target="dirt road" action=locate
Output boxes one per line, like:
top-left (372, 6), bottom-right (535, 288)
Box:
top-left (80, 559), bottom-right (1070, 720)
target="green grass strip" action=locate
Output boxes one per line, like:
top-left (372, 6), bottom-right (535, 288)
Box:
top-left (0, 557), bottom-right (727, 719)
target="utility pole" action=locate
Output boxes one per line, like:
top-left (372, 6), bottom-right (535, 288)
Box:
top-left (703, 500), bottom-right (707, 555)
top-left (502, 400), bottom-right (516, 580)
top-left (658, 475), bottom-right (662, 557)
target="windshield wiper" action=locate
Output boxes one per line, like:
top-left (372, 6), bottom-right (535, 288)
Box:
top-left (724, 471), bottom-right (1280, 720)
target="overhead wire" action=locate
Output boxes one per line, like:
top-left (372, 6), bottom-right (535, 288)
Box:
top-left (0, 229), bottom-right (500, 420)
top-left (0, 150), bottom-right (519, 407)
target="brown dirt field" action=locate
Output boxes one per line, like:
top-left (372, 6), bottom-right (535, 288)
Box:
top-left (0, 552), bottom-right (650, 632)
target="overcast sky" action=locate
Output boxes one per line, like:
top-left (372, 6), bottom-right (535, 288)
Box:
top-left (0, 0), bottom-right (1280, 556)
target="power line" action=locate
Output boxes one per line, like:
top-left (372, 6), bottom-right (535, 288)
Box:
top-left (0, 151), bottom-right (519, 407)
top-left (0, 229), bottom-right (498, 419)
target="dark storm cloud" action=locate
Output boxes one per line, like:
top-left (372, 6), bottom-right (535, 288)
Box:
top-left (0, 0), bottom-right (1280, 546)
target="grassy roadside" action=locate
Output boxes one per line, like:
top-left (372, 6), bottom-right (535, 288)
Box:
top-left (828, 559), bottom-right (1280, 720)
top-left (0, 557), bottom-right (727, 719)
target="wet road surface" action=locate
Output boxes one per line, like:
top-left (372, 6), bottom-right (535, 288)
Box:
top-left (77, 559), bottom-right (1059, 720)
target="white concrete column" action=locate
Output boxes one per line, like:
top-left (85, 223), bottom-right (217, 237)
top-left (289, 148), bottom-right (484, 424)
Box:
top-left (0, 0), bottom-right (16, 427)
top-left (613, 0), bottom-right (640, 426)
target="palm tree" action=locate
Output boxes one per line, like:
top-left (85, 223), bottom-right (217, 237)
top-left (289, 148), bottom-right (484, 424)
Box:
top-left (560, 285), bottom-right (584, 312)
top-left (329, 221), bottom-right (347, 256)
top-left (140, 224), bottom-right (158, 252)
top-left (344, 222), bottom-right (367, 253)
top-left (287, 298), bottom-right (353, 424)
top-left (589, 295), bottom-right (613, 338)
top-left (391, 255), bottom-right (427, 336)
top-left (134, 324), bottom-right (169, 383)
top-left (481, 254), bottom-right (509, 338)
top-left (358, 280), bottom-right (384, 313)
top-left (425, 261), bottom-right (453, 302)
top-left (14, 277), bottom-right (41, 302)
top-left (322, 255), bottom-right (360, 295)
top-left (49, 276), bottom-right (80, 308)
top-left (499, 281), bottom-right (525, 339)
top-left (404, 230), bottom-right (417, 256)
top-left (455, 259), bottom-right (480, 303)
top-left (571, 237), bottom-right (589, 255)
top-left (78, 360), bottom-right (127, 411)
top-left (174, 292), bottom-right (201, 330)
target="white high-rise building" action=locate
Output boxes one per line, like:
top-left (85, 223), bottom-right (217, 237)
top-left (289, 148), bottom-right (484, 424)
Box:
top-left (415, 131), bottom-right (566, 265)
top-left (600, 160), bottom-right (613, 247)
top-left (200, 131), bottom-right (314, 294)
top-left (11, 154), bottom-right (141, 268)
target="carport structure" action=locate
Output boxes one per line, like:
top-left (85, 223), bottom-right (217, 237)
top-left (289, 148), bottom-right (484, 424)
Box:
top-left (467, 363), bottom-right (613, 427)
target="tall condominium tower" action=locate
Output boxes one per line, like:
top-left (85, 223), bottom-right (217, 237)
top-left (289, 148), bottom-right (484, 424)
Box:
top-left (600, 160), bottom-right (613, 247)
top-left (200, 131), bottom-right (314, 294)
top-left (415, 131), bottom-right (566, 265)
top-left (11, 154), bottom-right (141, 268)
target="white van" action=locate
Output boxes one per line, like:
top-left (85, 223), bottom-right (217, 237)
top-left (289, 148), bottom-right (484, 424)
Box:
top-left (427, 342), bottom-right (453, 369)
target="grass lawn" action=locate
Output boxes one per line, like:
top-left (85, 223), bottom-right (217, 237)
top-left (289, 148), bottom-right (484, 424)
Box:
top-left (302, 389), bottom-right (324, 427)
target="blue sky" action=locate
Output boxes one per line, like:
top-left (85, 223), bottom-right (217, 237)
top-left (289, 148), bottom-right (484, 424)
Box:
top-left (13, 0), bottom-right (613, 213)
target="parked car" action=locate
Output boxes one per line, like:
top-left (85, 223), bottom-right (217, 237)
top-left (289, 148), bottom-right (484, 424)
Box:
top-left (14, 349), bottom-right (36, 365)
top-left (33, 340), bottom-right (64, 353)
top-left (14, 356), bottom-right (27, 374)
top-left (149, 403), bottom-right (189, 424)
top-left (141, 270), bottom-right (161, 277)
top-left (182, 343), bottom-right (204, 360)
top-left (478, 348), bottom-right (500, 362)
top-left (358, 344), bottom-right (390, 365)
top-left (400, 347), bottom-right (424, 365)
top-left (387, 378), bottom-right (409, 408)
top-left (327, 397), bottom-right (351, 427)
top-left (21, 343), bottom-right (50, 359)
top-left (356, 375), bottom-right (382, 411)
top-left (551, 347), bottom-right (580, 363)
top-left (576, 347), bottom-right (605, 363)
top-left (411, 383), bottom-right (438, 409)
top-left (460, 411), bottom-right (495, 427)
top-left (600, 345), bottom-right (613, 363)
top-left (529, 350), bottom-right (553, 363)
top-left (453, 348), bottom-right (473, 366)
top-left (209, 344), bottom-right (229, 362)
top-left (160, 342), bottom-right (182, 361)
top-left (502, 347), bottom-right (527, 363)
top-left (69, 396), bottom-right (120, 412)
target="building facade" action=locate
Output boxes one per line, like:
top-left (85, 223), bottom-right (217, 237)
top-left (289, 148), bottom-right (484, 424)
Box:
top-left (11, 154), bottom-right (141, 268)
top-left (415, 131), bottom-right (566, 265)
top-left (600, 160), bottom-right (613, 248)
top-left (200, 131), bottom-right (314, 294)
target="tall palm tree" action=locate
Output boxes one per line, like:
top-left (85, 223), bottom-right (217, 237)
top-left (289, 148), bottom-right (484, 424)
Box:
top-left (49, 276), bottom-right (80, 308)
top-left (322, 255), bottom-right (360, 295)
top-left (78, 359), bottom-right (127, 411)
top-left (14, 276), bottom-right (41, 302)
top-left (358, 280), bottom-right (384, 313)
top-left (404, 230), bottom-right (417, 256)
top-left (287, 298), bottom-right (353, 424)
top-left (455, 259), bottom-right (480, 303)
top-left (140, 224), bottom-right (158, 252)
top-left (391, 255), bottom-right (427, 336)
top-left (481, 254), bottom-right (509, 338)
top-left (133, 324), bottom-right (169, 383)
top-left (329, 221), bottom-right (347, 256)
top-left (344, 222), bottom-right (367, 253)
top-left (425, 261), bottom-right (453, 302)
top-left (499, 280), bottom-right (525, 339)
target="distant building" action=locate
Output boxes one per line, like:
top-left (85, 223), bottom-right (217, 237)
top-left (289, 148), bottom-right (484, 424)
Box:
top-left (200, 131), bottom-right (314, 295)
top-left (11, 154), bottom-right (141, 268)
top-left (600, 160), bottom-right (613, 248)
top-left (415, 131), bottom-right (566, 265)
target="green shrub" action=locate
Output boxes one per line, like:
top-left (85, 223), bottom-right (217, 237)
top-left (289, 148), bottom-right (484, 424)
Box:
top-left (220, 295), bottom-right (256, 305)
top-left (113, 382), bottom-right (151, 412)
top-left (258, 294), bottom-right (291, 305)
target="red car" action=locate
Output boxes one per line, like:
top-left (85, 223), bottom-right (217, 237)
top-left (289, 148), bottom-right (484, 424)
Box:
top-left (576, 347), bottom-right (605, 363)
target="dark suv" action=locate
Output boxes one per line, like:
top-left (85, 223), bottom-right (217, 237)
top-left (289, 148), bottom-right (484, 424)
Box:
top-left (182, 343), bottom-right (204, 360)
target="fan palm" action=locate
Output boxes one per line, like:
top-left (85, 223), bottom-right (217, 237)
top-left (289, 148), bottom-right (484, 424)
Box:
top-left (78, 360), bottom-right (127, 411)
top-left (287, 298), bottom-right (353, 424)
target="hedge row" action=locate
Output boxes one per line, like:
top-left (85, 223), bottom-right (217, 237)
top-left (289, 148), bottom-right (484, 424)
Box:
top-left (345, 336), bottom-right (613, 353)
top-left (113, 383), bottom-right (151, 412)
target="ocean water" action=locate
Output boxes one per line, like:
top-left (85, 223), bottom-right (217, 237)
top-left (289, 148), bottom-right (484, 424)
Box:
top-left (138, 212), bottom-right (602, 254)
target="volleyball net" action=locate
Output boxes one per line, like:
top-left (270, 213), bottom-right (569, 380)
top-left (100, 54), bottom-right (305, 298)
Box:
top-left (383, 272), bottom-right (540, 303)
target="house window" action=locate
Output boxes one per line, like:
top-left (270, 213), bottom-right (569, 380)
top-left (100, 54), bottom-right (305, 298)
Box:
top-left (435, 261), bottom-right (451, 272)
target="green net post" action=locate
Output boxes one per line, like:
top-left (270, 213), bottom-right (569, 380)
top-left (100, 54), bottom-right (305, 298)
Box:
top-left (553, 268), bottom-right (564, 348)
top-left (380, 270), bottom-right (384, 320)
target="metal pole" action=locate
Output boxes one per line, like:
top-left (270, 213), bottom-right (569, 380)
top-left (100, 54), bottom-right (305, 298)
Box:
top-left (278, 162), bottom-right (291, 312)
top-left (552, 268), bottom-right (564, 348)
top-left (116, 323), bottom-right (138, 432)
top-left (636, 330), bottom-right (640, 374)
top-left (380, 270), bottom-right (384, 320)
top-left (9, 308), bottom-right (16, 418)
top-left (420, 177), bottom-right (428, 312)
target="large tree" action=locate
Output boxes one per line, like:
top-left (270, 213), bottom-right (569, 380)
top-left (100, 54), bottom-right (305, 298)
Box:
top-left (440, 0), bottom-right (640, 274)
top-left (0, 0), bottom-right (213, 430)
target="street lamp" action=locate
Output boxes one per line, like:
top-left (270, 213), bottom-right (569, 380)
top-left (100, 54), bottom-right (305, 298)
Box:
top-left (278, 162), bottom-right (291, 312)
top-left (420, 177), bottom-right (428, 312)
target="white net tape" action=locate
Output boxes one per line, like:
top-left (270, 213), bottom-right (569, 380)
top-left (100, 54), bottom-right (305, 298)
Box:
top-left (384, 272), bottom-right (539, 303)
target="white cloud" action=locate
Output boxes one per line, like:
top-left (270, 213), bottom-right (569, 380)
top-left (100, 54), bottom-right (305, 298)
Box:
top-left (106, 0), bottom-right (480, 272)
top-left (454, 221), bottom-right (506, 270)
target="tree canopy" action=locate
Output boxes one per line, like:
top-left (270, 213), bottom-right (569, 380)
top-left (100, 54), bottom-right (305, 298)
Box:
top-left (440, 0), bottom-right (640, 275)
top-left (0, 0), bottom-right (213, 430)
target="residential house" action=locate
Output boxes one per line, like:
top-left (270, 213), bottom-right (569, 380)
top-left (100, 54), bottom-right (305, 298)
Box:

________

» **Exercise**:
Return every line of the listing above that contains the word "tall".

» **Finished exercise**:
target="tall condominium tower" action=locate
target="tall palm tree" action=locate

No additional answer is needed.